[A run of records]
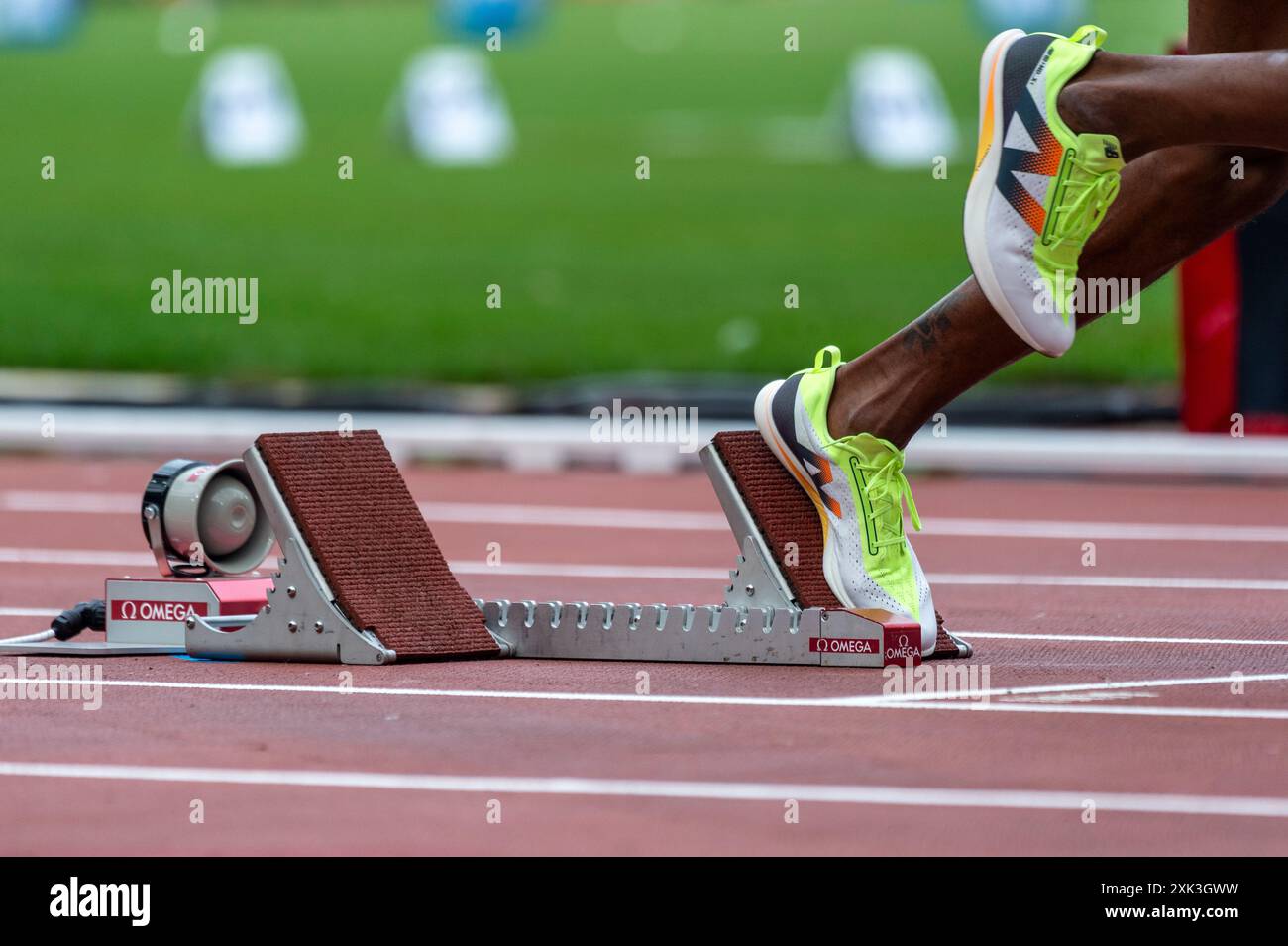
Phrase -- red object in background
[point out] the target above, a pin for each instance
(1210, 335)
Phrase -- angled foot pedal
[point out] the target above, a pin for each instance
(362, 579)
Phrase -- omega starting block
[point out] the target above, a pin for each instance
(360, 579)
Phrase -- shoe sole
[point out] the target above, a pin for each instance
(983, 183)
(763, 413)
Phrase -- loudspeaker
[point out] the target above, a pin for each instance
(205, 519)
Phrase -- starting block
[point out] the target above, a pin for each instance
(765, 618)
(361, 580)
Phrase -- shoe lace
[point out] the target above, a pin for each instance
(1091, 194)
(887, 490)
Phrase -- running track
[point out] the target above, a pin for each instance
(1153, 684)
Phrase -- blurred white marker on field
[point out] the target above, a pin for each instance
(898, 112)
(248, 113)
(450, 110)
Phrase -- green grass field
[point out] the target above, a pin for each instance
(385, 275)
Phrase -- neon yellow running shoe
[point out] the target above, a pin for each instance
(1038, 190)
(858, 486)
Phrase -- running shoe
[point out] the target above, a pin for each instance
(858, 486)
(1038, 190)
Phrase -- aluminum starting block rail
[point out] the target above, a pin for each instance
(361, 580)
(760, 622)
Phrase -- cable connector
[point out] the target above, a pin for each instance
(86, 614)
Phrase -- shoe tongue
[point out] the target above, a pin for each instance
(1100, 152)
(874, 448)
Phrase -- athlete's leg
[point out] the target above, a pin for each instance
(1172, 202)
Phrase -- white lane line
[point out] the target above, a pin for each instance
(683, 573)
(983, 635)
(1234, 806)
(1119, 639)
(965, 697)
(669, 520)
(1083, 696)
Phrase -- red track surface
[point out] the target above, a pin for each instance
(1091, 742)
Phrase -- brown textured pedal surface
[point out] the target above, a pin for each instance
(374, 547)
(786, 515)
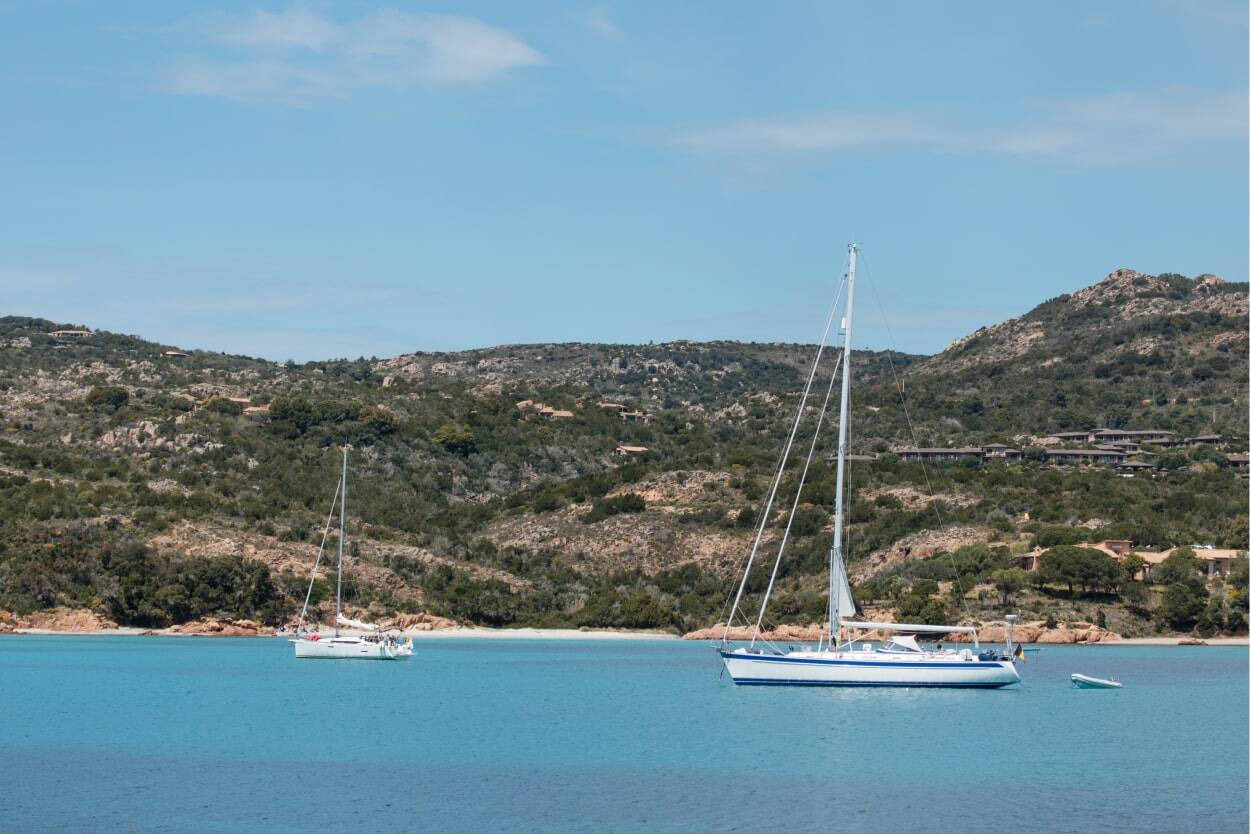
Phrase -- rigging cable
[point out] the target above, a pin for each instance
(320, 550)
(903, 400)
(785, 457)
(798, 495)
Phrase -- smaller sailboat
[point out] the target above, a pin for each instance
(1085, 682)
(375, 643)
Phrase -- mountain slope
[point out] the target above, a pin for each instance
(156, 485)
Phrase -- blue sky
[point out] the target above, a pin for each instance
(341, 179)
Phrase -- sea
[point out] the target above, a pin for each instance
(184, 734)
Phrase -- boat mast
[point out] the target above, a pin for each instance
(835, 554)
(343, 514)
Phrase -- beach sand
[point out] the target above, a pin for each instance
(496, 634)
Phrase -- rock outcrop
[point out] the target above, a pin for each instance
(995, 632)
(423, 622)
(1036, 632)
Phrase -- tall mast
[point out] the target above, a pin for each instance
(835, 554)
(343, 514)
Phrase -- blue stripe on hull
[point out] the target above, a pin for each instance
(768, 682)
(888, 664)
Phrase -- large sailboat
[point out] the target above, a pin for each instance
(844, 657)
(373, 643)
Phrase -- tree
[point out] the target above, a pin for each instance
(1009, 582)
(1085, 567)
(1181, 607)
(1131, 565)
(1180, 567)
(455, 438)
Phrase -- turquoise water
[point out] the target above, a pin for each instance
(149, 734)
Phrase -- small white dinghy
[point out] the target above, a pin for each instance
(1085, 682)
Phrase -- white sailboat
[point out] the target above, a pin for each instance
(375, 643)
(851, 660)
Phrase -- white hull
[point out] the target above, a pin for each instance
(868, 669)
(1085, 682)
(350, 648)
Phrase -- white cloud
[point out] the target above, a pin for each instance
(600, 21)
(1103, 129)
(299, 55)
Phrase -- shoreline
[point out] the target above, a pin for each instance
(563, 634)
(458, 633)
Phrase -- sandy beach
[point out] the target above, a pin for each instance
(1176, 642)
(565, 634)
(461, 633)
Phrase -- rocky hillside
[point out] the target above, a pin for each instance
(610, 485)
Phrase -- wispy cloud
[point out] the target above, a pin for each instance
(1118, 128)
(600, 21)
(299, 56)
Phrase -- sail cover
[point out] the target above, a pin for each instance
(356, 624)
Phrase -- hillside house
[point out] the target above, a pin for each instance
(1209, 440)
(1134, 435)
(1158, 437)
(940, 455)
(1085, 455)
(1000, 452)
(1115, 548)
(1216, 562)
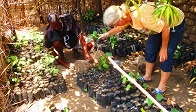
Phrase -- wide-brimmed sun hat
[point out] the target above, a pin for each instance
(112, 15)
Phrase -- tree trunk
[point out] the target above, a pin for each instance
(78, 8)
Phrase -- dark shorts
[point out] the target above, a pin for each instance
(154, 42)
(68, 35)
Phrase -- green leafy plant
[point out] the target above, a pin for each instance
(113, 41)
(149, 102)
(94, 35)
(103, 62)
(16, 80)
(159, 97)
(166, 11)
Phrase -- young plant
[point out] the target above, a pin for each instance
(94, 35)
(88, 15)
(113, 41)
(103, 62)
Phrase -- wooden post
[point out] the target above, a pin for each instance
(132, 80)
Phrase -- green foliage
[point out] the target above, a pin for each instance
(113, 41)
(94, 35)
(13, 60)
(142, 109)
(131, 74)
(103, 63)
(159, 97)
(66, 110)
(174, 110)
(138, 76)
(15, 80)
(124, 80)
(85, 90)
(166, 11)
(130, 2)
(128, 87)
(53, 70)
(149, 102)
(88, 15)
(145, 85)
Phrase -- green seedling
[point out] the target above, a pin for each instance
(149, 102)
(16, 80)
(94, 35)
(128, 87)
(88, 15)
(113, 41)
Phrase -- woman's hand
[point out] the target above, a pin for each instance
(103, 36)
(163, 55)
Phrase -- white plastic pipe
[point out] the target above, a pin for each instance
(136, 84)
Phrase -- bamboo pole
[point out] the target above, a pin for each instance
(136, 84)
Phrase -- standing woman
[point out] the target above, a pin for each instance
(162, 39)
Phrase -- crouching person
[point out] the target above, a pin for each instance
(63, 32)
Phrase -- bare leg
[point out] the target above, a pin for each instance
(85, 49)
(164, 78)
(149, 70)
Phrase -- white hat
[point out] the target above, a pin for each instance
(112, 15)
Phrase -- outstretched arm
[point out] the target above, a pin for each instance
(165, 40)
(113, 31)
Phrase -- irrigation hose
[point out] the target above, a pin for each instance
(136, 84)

- _Exercise_
Repeat exactly the lines starting at the line with "Phrase -- bamboo pole" and ending with the final line of the entries. Include nothing else.

- _Right answer_
Phrase -- bamboo pole
[point out] the target above, a pin for each instance
(136, 84)
Phrase -- standing woman
[point out] the target above, a pin for each instance
(162, 39)
Phrase -- crouching person
[point out] the target above, a pin for each instance
(63, 32)
Phrase -- bare leg
[point out] the target above, a pin for each instance
(85, 49)
(164, 78)
(149, 70)
Phrase -- white hat
[point out] the target above, a pin for each instance
(112, 15)
Phrase -- outstretched arm
[point out] the target above, a pin for each instance
(165, 40)
(113, 31)
Phrase -- irrigation hose
[point out] the target above, a pin for each instance
(136, 84)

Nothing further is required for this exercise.